----- Excerpted data -----

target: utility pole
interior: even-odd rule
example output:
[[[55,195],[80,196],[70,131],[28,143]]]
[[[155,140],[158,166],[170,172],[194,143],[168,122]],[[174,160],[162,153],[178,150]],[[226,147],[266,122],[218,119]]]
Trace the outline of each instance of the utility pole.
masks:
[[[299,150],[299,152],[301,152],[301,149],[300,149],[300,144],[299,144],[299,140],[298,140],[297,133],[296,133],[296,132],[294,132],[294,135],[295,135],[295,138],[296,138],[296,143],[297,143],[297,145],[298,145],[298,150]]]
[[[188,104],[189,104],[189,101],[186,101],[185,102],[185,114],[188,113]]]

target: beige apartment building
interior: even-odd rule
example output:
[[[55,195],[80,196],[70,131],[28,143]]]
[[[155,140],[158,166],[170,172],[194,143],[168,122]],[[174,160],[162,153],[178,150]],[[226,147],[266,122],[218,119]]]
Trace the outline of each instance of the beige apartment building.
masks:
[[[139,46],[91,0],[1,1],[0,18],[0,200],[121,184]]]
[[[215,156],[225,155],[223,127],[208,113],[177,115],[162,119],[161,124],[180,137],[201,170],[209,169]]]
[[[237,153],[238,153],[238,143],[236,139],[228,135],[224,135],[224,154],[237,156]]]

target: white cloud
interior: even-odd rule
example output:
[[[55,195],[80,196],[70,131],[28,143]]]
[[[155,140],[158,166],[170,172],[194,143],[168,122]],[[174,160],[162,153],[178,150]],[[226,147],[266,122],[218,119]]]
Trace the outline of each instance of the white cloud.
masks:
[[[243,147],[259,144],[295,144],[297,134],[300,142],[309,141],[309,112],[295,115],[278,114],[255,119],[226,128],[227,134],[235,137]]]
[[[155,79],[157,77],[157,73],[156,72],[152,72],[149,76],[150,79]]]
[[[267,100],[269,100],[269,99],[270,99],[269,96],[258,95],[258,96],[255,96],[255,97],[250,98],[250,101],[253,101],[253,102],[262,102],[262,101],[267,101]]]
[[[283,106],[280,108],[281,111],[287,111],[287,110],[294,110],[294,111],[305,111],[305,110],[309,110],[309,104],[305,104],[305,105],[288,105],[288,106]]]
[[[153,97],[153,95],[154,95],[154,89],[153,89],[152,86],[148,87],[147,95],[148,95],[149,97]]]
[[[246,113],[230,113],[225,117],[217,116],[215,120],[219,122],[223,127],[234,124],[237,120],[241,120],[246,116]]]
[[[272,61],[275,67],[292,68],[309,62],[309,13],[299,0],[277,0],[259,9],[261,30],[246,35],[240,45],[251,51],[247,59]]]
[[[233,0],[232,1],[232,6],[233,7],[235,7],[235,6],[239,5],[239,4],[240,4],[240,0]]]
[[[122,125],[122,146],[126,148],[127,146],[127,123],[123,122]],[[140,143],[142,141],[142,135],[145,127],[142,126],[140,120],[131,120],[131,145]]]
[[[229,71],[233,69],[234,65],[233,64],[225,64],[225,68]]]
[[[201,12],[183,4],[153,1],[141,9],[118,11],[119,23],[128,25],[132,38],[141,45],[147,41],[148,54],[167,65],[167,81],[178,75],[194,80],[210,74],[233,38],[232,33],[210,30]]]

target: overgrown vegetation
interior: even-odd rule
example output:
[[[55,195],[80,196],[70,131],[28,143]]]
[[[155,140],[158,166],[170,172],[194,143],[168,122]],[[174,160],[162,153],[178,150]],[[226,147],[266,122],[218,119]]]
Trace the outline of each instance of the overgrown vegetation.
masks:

-----

Exactly repeat the lines above, from the opening line through the one with "Trace the outline of each instance of the utility", and include nothing else.

target: utility pole
interior: even-odd rule
example output:
[[[55,195],[80,196],[70,131],[28,143]]]
[[[155,140],[158,166],[170,172],[194,143],[168,122]],[[174,160],[162,153],[178,150]],[[226,147],[266,122],[218,119]]]
Trace the outline of each instance of the utility pole.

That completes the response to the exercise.